> [WORK INSTRUCTION]
Output each entry exactly as written.

> [RECORDS FOR THIS TASK]
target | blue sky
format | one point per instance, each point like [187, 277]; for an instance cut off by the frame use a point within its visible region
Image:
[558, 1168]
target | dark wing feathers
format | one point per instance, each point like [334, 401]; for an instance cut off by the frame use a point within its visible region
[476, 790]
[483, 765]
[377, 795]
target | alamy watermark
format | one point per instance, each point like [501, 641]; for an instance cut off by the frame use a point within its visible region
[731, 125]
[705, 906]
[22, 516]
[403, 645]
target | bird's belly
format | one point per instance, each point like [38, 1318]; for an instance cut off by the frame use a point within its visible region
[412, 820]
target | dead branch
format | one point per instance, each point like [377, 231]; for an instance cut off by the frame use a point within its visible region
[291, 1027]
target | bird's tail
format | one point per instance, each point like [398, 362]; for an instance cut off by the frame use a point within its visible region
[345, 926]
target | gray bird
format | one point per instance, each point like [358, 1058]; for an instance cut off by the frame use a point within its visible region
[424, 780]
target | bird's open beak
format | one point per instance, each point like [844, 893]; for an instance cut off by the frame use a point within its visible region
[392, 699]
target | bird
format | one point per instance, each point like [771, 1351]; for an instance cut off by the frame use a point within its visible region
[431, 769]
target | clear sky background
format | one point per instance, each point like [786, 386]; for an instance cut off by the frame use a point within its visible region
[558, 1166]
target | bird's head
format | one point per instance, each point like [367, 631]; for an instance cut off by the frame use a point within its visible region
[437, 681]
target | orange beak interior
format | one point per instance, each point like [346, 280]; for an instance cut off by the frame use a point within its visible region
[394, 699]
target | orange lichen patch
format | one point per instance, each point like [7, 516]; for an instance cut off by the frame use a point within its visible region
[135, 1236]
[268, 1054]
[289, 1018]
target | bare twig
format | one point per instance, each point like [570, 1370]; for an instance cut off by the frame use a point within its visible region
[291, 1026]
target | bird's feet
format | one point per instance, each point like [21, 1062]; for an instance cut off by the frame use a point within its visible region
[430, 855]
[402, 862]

> [RESPONSE AREA]
target | blue sky
format | one point per instance, each point like [187, 277]; for an instance cut off by the frame use a point within its visible region
Image:
[558, 1168]
target | dark wing feathers
format | one point per instance, each point like [334, 401]; for an instance cut off by the frame use a point within its visible region
[476, 790]
[483, 765]
[377, 795]
target | alamy watermark
format | one point per instance, each point like [501, 641]; for an instance cut off by the frame use a point within its visible region
[731, 125]
[705, 906]
[22, 516]
[403, 645]
target | bird's belly
format | one point per instance, each point like [38, 1318]; for an instance cut off by the frame use a point within its visible region
[412, 820]
target | dead branch
format | one point per instance, each point like [377, 231]; for an instance cut off by the frame use a point within its visible region
[291, 1027]
target | bird's tail
format | one point per instance, each point like [398, 362]; for an instance cut off by the frame use a point within its visible region
[345, 926]
target | gray bird
format | one point per instance, each point like [358, 1058]; for an instance cut off by the frame use a point within its visible region
[424, 780]
target | bird's open beak
format | one point per instance, each point like [844, 893]; for an instance cut off by the frame use a point within its visible region
[392, 699]
target | bird
format | one point per instance, each point like [771, 1351]; for an instance cut off by the frame use a point within its visible region
[431, 769]
target | clear sky background
format | one point per instance, each point like [786, 386]; for an instance cut off by the frame use a point within its visible region
[558, 1166]
target | bird's head
format | one point per instance, each point like [367, 631]; for an instance cut off by the frame use a point within its visible region
[437, 681]
target | orange beak interior
format | one point per instance, each point like [346, 280]; for an instance cut off by the frame use a point within its visible region
[394, 699]
target | orange lichen patch
format | one point per instance, each point like [7, 516]; for an instance cut off by the frame use a point within its visible region
[135, 1236]
[268, 1054]
[289, 1018]
target | bare twig
format | one point per instance, each point like [570, 1370]; for an instance cut off by the frame use a point within its visible region
[291, 1026]
target | bird's feet
format | one point per instance, each point like [21, 1062]; for an instance cut off by the frame use a point within its visible region
[430, 855]
[402, 862]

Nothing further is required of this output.